Указание A: В каких строках записей встречается слово «dancer»? Извлеките все такие строки.

Предоставленный текст:
= = = = = = =

Уже в первый же день нашей учёбы мы пресекли вторжение в здание Литинститута банды хулиганов, которые домогались студенток. Надо сказать, что студенты самого Литинститута проявили себя не с самой лучшей стороны, жались в сторонке, и за честь девушек пришлось вступиться нам – слушателям Высших курсов, которые многим из этих студенток в отцы годились. Мы четверо уже убелённых сединами дрались против восьмерых молодчиков. Оказалось, что мы, дети войны, – особенной, крепкой закалки, и мы одержали блестящую победу. Враг был разбит наголову. Наше «боевое братство» просуществовало все годы учёбы и ещё долго после них, ну, впрямь как в романе Александра Дюма. Именно тогда нас и прозвали мушкетёрами. Все привыкли, что мы всегда вместе, так что даже преподаватели, видя хотя бы одного, по привычке отмечали на лекции «присутствие» всех четырёх.

Среди моих однокурсников был и поэт, и драматург № 1 Казахстана – Иранбек Оразбаев. Ещё в 1979 году он написал и предложил к постановке в Алматинском академическом театре свою пьесу «Целина, рождённая целиной» об эрозии и опустынивании степи в результате необдуманной распашки казахских степей в 1950-е годы. После третьего показа пьесу запретили и в наказание уволили главного режиссёра. Сам этот факт свидетельствует о гражданском мужестве Иранбека. Армению представляла талантливая поэтесса Анаида Парсамян. Учились с нами и два иностранца – монголы. Один из них – Суренджав Шаравын – перевёл мои стихи на монгольский, а с другим, его, кстати, звали Бямба, накануне олимпиады – 80 произошёл нашумевший забавный случай…

– Было бы интересно узнать о нём подробно, спустя десятилетия всё связанное с Московской олимпиадой представляет интерес для истории.

– Бямба готовил на газовой плите тушёнку. И как готовил! Он положил её на огонь прямо в неоткрытой консервной банке, она нагрелась и взорвалась. Был довольно сильный грохот. В преддверии Олимпийских игр Москва была на особом положении и были предусмотрены чрезвычайные ситуации, поэтому взрыв в первые минуты приняли за теракт и вызвали милицию, а когда милиционеры явились на место, увидели незадачливого кулинара, пытающегося соскоблить тушёнку со стен и потолка. С того дня я прозвал Бямбу «Бомбой». Это прозвище к нему так и прицепилось, и сам он не обижался, даже отзывался.

= = = = = = =

Исходные данные:
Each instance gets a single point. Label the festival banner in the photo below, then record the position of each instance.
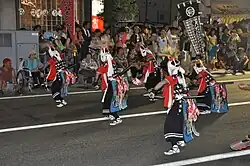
(97, 23)
(68, 12)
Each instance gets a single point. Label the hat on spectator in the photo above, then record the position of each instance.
(6, 60)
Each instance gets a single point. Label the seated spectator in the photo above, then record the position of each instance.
(34, 65)
(88, 67)
(7, 76)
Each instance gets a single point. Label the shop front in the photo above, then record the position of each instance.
(46, 13)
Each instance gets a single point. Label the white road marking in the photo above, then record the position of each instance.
(207, 158)
(97, 91)
(70, 93)
(93, 120)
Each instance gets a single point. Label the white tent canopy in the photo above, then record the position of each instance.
(230, 7)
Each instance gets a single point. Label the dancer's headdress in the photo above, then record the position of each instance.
(190, 15)
(174, 67)
(106, 57)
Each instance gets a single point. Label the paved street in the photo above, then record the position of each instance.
(138, 141)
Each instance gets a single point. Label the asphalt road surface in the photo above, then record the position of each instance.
(138, 141)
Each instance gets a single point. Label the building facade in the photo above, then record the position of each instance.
(16, 14)
(158, 11)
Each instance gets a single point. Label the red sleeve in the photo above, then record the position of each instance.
(50, 61)
(102, 69)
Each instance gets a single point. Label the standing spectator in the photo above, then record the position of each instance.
(7, 76)
(225, 35)
(106, 38)
(121, 39)
(88, 68)
(137, 37)
(86, 39)
(212, 40)
(34, 65)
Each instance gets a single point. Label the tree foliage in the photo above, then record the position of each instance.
(119, 10)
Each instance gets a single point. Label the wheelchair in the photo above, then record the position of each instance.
(24, 78)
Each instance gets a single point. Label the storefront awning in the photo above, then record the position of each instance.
(230, 10)
(230, 7)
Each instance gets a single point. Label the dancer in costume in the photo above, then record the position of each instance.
(59, 75)
(245, 143)
(151, 72)
(181, 110)
(114, 86)
(215, 94)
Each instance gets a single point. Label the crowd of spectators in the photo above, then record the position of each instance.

= = = = = = =

Указание B: Перепечатайте отрывок из текста об однокурсниках, начиная со слов «Среди моих однокурсников» и заканчивая словами «интерес для истории.».

Разбор решения A:
Each instance gets a single point. Label the dancer's headdress in the photo above, then record the position of each instance.
Each instance gets a single point. Label the dancer in costume in the photo above, then record the position of each instance.

Разбор решения B:
Среди моих однокурсников был и поэт, и драматург № 1 Казахстана – Иранбек Оразбаев. Ещё в 1979 году он написал и предложил к постановке в Алматинском академическом театре свою пьесу «Целина, рождённая целиной» об эрозии и опустынивании степи в результате необдуманной распашки казахских степей в 1950-е годы. После третьего показа пьесу запретили и в наказание уволили главного режиссёра. Сам этот факт свидетельствует о гражданском мужестве Иранбека. Армению представляла талантливая поэтесса Анаида Парсамян. Учились с нами и два иностранца – монголы. Один из них – Суренджав Шаравын – перевёл мои стихи на монгольский, а с другим, его, кстати, звали Бямба, накануне олимпиады – 80 произошёл нашумевший забавный случай…

– Было бы интересно узнать о нём подробно, спустя десятилетия всё связанное с Московской олимпиадой представляет интерес для истории.